→ **Exercise goal**
Please recast the records below as a Markdown table with the columns "Row" and "Record line," numbering every line and omitting blank lines.

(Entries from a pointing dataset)
----

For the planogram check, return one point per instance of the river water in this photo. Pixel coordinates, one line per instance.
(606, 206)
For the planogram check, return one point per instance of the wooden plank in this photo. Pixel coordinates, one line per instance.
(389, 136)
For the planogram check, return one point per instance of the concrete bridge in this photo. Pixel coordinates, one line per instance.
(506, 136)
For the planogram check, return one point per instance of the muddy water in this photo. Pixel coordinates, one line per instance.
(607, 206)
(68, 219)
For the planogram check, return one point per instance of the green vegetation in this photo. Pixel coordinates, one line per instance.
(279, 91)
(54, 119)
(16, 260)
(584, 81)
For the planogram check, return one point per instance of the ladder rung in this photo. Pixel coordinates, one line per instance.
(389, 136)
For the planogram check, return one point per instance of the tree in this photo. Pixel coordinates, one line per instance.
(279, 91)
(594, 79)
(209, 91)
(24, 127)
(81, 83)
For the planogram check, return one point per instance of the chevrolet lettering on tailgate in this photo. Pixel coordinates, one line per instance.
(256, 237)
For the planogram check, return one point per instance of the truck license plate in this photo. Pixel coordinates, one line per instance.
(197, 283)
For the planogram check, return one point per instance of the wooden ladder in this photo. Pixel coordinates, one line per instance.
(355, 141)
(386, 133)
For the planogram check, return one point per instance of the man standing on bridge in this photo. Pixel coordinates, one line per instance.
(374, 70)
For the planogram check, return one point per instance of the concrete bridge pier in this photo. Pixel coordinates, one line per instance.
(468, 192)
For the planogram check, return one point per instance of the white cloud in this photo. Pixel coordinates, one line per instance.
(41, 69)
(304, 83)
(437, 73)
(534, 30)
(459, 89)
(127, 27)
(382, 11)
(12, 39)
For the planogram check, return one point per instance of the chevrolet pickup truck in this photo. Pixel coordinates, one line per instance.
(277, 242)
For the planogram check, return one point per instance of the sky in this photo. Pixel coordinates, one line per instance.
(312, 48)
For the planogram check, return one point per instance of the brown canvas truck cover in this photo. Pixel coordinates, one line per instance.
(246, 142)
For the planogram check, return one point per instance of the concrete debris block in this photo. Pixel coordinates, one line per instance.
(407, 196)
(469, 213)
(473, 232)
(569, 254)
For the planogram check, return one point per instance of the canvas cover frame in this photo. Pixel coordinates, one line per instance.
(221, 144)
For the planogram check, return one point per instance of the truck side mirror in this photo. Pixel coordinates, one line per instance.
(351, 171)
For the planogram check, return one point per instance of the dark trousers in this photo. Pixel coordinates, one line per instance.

----

→ **Exercise output**
| Row | Record line |
|---|---|
| 1 | For the planogram check, return one point per instance of the river water in this photo. Pixel coordinates, one line per instance. |
| 2 | (606, 206) |
| 3 | For the planogram check, return one point per instance of the wooden plank in this photo. Pixel coordinates, one line per instance. |
| 4 | (389, 136) |
| 5 | For the planogram check, return one point per instance of the concrete bridge in this photo. Pixel coordinates, one line per instance. |
| 6 | (506, 136) |
| 7 | For the planogram check, return one point per instance of the muddy water in this photo. Pixel coordinates, one line per instance. |
| 8 | (607, 206) |
| 9 | (68, 219) |
| 10 | For the planogram check, return one point per instance of the green vegetation in this photo. Pixel coordinates, one line per instance. |
| 11 | (279, 91) |
| 12 | (54, 119) |
| 13 | (16, 260) |
| 14 | (584, 81) |
| 15 | For the planogram check, return one point per instance of the ladder rung in this photo. Pixel coordinates, one line per instance. |
| 16 | (389, 136) |
| 17 | For the planogram check, return one point per instance of the tree in this photo. Pixel coordinates, one line per instance. |
| 18 | (279, 91) |
| 19 | (594, 79) |
| 20 | (209, 91) |
| 21 | (24, 127) |
| 22 | (81, 83) |
| 23 | For the planogram check, return one point per instance of the chevrolet lettering on tailgate in this photo. Pixel coordinates, one line per instance. |
| 24 | (256, 237) |
| 25 | For the planogram check, return one point per instance of the truck license plate in this photo. Pixel coordinates, one line per instance. |
| 26 | (197, 283) |
| 27 | For the planogram check, return one point per instance of the wooden ladder in this photo. Pixel coordinates, one line per instance. |
| 28 | (355, 141) |
| 29 | (386, 133) |
| 30 | For the planogram check, return one point per instance of the man standing on bridge in this photo. Pixel coordinates, one line per instance. |
| 31 | (374, 70) |
| 32 | For the planogram check, return one point per instance of the concrete bridge pier in this photo. Pixel coordinates, one line per instance. |
| 33 | (468, 192) |
| 34 | For the planogram check, return one point per instance of the white cloud in this photo. Pixel coordinates, one line per instance. |
| 35 | (41, 69) |
| 36 | (304, 83) |
| 37 | (437, 73) |
| 38 | (534, 30) |
| 39 | (459, 89) |
| 40 | (127, 27) |
| 41 | (382, 11) |
| 42 | (12, 39) |
| 43 | For the planogram check, return one point per instance of the chevrolet pickup truck in this photo. Pixel coordinates, one line per instance. |
| 44 | (277, 242) |
| 45 | For the planogram check, return one point per instance of the sky in this photo. Pixel coordinates, one line per instance. |
| 46 | (312, 48) |
| 47 | For the planogram check, return one point per instance of the brown canvas truck cover in this photo. Pixel coordinates, one line per instance. |
| 48 | (246, 142) |
| 49 | For the planogram check, return one point per instance of the concrete debris block in this photo. Pixel coordinates, one line per instance. |
| 50 | (407, 196) |
| 51 | (469, 213) |
| 52 | (473, 232) |
| 53 | (569, 254) |
| 54 | For the planogram check, return one point per instance of the canvas cover frame in this photo. Pixel coordinates, one line per instance. |
| 55 | (221, 144) |
| 56 | For the planogram check, return one point per instance of the truck side mirror in this photo. Pixel coordinates, one line per instance. |
| 57 | (351, 171) |
| 58 | For the planogram check, return one point per instance of the dark trousers in this photo. Pixel coordinates, one line per instance. |